### [Selected extract]

....

As he started taking classes, he realised that most of his students were his age. “So rather than becoming their teacher, I decided to teach them as a friend. And I was a very popular professor,” he laughs. However, his destiny was yet to reveal some interesting plans.
Recalling one of the happiest moments of his life, Professor Bhargava says, “It was on May 15, 1979, when I received a letter from the British Council announcing that my application to do a PhD in the UK had been approved.” The British Council offered to place him under a very esteemed English scientist and former president of the Royal Society of Chemistry, Professor Eddie Abel, and pay him a handsome salary. “It felt like all my prayers were answered,” shares the academician, who started his PhD programme at the University of Exeter the same year.
While most people take five years to finish their PhD, he finished his research work in just three years. “Professor Abel was very impressed with my work, which was published in various scientific journals. When it was time for me to leave for India, he asked me to stay back. However, I had a contract with the University Grant Commission, and I had to return,” shares the professor.
Land Down Under
Although he returned to India and rejoined his university, he knew he was meant for greater things. “My university management also encouraged me and I left for the UK again. My mentor spoke to his peers at the Australian National University and that is how I landed in Canberra in 1983,” shares the chemistry scientist.

....

### [Records supplied]
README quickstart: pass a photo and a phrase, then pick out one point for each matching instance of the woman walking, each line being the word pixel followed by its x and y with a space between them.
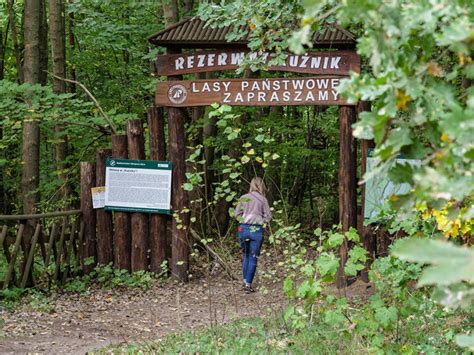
pixel 252 212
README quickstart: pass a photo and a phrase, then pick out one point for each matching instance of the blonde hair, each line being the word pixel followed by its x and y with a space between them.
pixel 257 185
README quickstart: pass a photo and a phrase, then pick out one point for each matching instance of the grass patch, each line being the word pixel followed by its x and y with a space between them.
pixel 273 336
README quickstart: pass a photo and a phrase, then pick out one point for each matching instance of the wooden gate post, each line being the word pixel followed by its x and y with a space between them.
pixel 104 218
pixel 347 182
pixel 88 247
pixel 366 233
pixel 156 127
pixel 179 198
pixel 122 240
pixel 139 221
pixel 180 224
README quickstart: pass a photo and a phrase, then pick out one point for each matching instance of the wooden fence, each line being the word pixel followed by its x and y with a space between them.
pixel 130 241
pixel 40 248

....

### [Work instruction 1]
Output the passage of the Professor Bhargava profile from "As he started" to "some interesting plans.", copying it word for word.
### [Work instruction 2]
In the Professor Bhargava profile, rewrite the paragraph beginning "While most people take five years" as a shorter paragraph that keeps its main facts.

### [Response 1]
As he started taking classes, he realised that most of his students were his age. “So rather than becoming their teacher, I decided to teach them as a friend. And I was a very popular professor,” he laughs. However, his destiny was yet to reveal some interesting plans.

### [Response 2]
He finished his PhD research in three years, though most people take five. Professor Abel was impressed by the work, which was published in various scientific journals, and asked him to stay. A contract with the University Grant Commission, however, required him to return to India.